**Supplied text**.
# # # # #

To think about Butler’s contribution and status, I complied a list of scholarly articles based on search queries on Butler. From that body of material I utilized Paper Machine, a plug-in for Zotero, the bibliographic and research software created by the Roy Rosenzweig Center for History and New Media to get a snapshot of how researchers approach Butler.[2] This approach does not take the place of the critical assessments of Butler work that we have seen in the roundtable. There are limitations to this approach based on the tool and my use of it. A more compelling analysis would be gained by exploring patterns in Butler’s published works or perhaps an examination of African-American authors writing speculative fiction in the twentieth century.
What Paper Machine facilitates for me is to understand how a select body of material shifts over time and visualize those changes quickly. I added about 340 articles to my Zotero library from academic databases using Butler and related search terms. Most people who know what they are doing will point out that I need a bigger corpus. My goal is more exploratory (weak defense) and frankly I had time constraints (weaker defense). Using Paper Machine, I was able to take this collective material to create several visualizations. The first figure is a DBpedia visualization of the corpus. DBpedia is a crowd-sourced effort to create systematized information from Wikipedia and make it available on the web. Paper Machine uses the name entities mentioned in the corpus and scaled those entries according to the frequency of their occurrence to create this visualization. Naturally, the author’s name is featured prominently along with terms such as parasitism, race, and utopia.

# # # # #

**Data segment**.
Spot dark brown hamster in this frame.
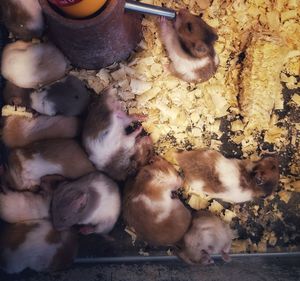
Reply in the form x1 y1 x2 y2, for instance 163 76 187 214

# # # # #

**Stated task A**. Retype the passage on Butler scholarship from "To think about" to "the twentieth century.".
**Stated task B**. For each statement below, state whether it agrees with the passage on Butler scholarship, answering yes or no and quoting the words of the passage that decide it: (i) The writer added about 340 articles to the Zotero library. (ii) The writer presents this approach as a replacement for the critical assessments of Butler's work in the roundtable. (iii) DBpedia draws its systematized information from Wikipedia.

**Task response A**.
To think about Butler’s contribution and status, I complied a list of scholarly articles based on search queries on Butler. From that body of material I utilized Paper Machine, a plug-in for Zotero, the bibliographic and research software created by the Roy Rosenzweig Center for History and New Media to get a snapshot of how researchers approach Butler.[2] This approach does not take the place of the critical assessments of Butler work that we have seen in the roundtable. There are limitations to this approach based on the tool and my use of it. A more compelling analysis would be gained by exploring patterns in Butler’s published works or perhaps an examination of African-American authors writing speculative fiction in the twentieth century.

**Task response B**.
(i) Yes: "I added about 340 articles to my Zotero library from academic databases using Butler and related search terms."
(ii) No: "This approach does not take the place of the critical assessments of Butler work that we have seen in the roundtable."
(iii) Yes: "DBpedia is a crowd-sourced effort to create systematized information from Wikipedia and make it available on the web."